Short answer is no. You probably have listened to a lot of Romantic period concertos, which might give you the impression that the concerto is one of a "tragic genre", which to a newbie, the music might sound "tragic". Take a listen to earlier period instrumental concertos, that might change your perception.

Which concertos did you have in mind as "tragic"?


----------



## PicklePepperPiper (Aug 3, 2010)

Ravellian said:


> ...This is because the primary purpose of the concerto is, in fact, to display the crowd-pleasing technical skills of the soloist. Sometimes when I listen to concerti I get the feeling (after the opening theme) that I'm simply listening to a series of improvisations and technical exercises...
> ...I feel that the composer's artistic ability often tends to be limited by the need to show off the soloist.


This is an interesting POV, and actually now that I think about it, I can empathise. However, if you may excuse me for blatantly plugging this*, Bloch's _Schelomo_ for cello and orchestra is an actual piece of music, and I don't feel that it's played simply to show the technical aptitude of the player - nor indeed that the solo part has limited the composer's intentions in any way.

-PPP

*I will not rest until this piece has achieved world domination!!


----------



## Chi_townPhilly (Apr 21, 2007)

PicklePepperPiper said:


> ...the final movement of Mendelssohn's Violin Concerto in E Minor.


The first piece that crossed _my_ mind when I saw this thread.


Xaltotun said:


> Have I listened to a skewed selection of concertos[?]


Could be.

Another thought that I entertained was "what Concerto selections have you heard so far?"

In some pieces, it may seem that the soloist struggles against the inexorable power of the orchestra. In other works, the soloist seems to emerge triumphant from the shadows of the orchestra. And then there are those times when the soloist and orchestra advance the same musical points with dovetail-teamwork.


----------



## Weston (Jul 11, 2008)

Nicola said:


> . . . There is some classical music which contains what might loosely be called a tragic theme, but I'm pretty sure there is no such thing as a "tragic genre" as such.


Right. Nothing at all tragic about a funeral march, dirge, requiem, or threnody.


----------



## Sid James (Feb 7, 2009)

Three concertos I can think of that are basically devoid of any overt emotion (tragedy, turbulence or happiness) are Prokofiev's _Violin Concerto No. 1_, Hovhaness' _Cello Concerto_ or Carter's _Violin Concerto_. It's a bit like squeezing blood from a stone, the performer has to inject his/her emotion into these works to make them get off the ground. But that's a good thing, to a degree, the performance has to be about the music rather than the flamboyance or ego of the performer. A common thing about these concertos is also that the soloist is at the foreground, and forces the orchestra into the background. There is no epic struggle, and this is an accepted fact from the word go. Even Carter, who is often prone to make many things more involved, writes a concerto (for once) where the orchestra is a mere accompanist, not a protagonist or foil to the soloist. In many ways, these three concertos occupy a world in the stratosphere, and are not of terra firma (indeed, the start of the Prokofiev makes me feel like I am gliding amongst the clouds like a bird). Concertos (like any other work) need neither be "happy" or "sad," they can be neither, and it's sometimes up to the individual listener to attach any emotions to the music, which is (in itself) uncommitted either way - it just exists like a tree, or a boulder, or the vast ocean - there's nothing tragic or ecstatic about it. Neither extreme is entertained or attained, but the "middle ground" between the two becomes like a fertile, blossoming garden, from which we are allowed to pluck the flowers that we like (or perhaps just gaze at them from afar, detatched, only involved in our minds)...

────────────────────────────────────────

# GIVEN PROBLEM:
According to the opening reply in the concerto thread, why might someone get the impression that the concerto is a "tragic genre"? Answer in one to three sentences. The lines that come next have nothing to do with the concerto thread.

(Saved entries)
────────────────────────────────────────

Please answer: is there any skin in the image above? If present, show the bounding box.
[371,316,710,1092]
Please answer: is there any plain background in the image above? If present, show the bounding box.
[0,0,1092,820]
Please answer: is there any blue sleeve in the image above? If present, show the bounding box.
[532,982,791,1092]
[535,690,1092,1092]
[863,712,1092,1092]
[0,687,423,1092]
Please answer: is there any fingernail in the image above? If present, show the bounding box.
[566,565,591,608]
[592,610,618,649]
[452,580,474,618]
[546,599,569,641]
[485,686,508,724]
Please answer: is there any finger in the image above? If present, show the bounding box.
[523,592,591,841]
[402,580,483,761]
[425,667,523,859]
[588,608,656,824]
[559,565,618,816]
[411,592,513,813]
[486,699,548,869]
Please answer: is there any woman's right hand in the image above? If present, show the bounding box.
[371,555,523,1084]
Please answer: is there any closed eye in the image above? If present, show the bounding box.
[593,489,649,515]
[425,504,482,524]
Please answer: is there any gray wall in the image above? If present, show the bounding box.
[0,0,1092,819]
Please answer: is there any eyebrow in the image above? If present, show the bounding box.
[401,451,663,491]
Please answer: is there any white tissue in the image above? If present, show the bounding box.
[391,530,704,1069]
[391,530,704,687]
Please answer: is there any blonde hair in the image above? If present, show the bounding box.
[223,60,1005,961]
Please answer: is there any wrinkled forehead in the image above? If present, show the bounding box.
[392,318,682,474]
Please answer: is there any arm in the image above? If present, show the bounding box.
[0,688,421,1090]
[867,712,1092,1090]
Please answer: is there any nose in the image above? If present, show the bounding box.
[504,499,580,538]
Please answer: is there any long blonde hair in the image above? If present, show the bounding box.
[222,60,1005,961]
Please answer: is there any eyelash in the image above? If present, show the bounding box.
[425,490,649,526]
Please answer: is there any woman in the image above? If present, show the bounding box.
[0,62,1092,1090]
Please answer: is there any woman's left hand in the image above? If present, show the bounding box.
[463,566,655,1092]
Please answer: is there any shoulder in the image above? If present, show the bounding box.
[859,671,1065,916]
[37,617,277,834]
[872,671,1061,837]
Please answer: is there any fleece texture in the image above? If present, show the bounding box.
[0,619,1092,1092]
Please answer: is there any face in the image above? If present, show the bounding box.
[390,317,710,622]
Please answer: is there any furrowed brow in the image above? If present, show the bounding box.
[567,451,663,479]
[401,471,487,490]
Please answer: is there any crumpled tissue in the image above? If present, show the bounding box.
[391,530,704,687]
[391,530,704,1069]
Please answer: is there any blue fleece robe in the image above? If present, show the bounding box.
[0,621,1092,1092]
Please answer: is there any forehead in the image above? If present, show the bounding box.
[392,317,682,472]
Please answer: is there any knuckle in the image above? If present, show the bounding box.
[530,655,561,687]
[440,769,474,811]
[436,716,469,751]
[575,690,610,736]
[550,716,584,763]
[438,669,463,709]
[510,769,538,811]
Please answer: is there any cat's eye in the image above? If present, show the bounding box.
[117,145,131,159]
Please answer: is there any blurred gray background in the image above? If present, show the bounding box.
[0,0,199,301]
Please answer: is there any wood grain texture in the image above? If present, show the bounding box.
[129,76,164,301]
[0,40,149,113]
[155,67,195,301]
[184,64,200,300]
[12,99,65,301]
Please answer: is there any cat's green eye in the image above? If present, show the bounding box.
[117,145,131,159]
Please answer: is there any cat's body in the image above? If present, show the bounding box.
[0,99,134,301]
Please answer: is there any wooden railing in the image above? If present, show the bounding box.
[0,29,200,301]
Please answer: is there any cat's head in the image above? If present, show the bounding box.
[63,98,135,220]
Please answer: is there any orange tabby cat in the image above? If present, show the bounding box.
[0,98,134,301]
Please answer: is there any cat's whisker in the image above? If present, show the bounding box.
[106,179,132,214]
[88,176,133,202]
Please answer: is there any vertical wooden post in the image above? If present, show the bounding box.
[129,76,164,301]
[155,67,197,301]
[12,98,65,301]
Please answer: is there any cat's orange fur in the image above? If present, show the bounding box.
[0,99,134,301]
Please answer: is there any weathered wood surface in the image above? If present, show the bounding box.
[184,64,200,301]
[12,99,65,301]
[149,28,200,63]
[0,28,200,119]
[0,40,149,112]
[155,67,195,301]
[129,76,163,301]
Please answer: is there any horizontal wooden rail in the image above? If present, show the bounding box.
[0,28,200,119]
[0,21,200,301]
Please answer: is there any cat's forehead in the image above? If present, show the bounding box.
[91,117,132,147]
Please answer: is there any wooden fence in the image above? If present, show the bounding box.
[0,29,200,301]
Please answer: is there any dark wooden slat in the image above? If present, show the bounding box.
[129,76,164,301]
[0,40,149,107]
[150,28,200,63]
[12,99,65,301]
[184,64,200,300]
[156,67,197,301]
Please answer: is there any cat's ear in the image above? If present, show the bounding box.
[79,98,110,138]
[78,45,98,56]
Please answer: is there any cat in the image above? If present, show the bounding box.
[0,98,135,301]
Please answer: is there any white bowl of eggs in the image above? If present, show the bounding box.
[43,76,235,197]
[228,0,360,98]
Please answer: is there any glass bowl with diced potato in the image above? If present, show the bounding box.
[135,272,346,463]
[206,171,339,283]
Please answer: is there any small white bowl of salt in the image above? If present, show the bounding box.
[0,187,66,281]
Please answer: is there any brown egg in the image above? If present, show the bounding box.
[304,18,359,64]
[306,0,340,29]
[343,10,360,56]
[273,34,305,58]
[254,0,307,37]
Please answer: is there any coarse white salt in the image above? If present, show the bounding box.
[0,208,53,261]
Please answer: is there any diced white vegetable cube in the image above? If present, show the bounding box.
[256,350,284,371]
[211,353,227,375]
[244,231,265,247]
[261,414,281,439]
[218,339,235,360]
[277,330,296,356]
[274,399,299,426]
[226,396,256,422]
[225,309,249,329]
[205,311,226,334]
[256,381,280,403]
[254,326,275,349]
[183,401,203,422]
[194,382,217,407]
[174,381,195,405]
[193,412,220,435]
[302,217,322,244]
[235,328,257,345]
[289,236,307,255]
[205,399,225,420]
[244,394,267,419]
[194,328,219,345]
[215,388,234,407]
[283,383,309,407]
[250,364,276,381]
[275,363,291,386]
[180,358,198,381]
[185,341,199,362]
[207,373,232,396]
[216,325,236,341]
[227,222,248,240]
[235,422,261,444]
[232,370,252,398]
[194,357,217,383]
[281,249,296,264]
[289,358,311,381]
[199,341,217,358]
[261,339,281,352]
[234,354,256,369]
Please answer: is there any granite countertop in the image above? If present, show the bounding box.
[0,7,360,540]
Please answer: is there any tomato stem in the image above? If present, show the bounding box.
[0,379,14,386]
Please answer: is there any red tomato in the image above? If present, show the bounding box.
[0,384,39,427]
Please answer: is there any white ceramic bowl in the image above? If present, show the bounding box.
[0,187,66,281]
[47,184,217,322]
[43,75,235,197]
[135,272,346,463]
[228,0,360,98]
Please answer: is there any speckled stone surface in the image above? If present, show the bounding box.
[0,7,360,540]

────────────────────────────────────────

# EXERCISE RESULT:
That person has probably listened to a lot of concertos from the Romantic period, and to a newcomer that music might sound "tragic." The reply suggests listening to concertos from earlier periods, which might change that perception.